TICCL went ex-dividend today.  If it gets down to around $25.30 you can buy or add to the position.  It pays 6.3%.  This position has been working well for us.


We saw a positive article in SeekingAlpha.com on CGBD which is a holding in the Core Portfolio.  The price is now below what we paid.  You can buy now, or wait for a lower price when it goes ex-dividend at the end of the month.  Pays 8.3%.  All business development companies have declined in price, but it appears a turn-around is coming.

NOTE:  If BDC’s do in fact start on the upswing we will look at BDCL which is a leveraged CEF that pays 20%.  This is of course high risk, but we have owned in the past and had good luck.

Some copy pulled from article linked below:

For the quarter ended December 31, 2017, CGBD hit my best case projections mostly due to higher-than-expected income from increased portfolio yields and an increase in ‘other income’ from higher prepayment fees, covering its dividend by 115%. It is important to note that most of the recent increases were from recurring sources of dividend coverage implying the potential for a dividend increase or at least special dividends in the coming quarters.

• Given material:
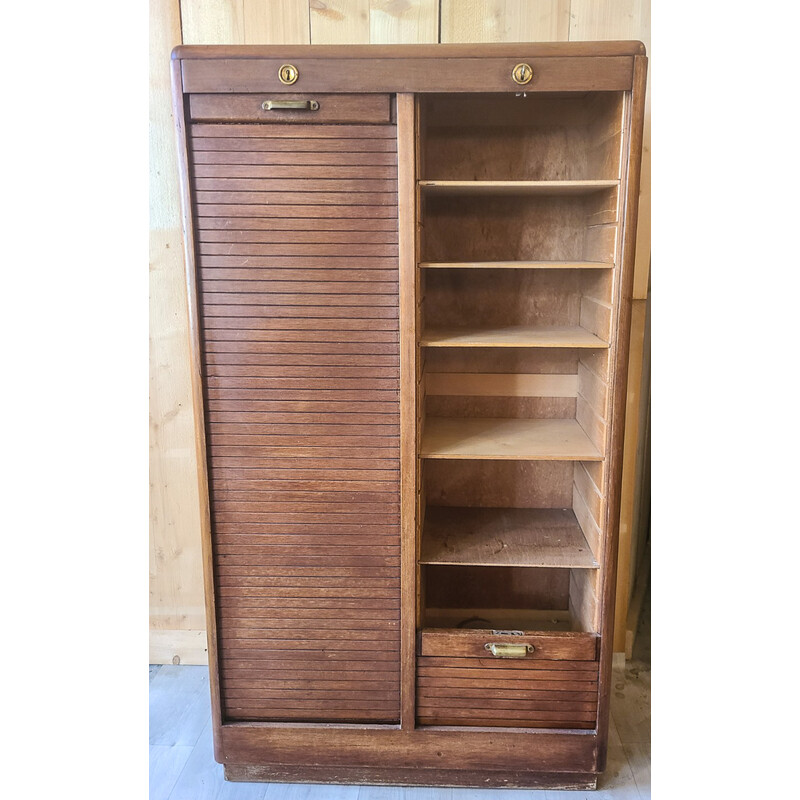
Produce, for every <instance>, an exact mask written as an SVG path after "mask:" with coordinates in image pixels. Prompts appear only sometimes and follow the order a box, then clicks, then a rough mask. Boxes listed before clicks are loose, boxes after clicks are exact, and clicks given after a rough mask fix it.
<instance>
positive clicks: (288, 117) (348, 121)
mask: <svg viewBox="0 0 800 800" xmlns="http://www.w3.org/2000/svg"><path fill="white" fill-rule="evenodd" d="M189 114H190V116H191V118H192V120H194V121H195V122H266V123H270V122H299V123H302V122H312V123H313V122H365V123H388V122H390V119H391V107H390V102H389V95H388V94H282V93H273V94H269V93H265V94H193V95H190V97H189Z"/></svg>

• Exercise details:
Extend the dividend newsletter excerpt about TICCL and CGBD, which appears above the data, by writing what follows its final sentence.

• Final answer:
“Total investment income was about $50 million, up $7 million versus the third quarter. The drivers of the meaningful increase were threefold: First, higher interest income from loans, based primarily on higher average investments outstanding over the course of the quarter, higher OID accretion on repaid positions and increasing LIBOR; second, growth in other income, primarily from higher call premiums and amendment fees; and third, growth in interest and dividend income from the JV as we continue to scale that vehicle.”



Here is another book you may be interested in.  If you want to be depressed read it!!!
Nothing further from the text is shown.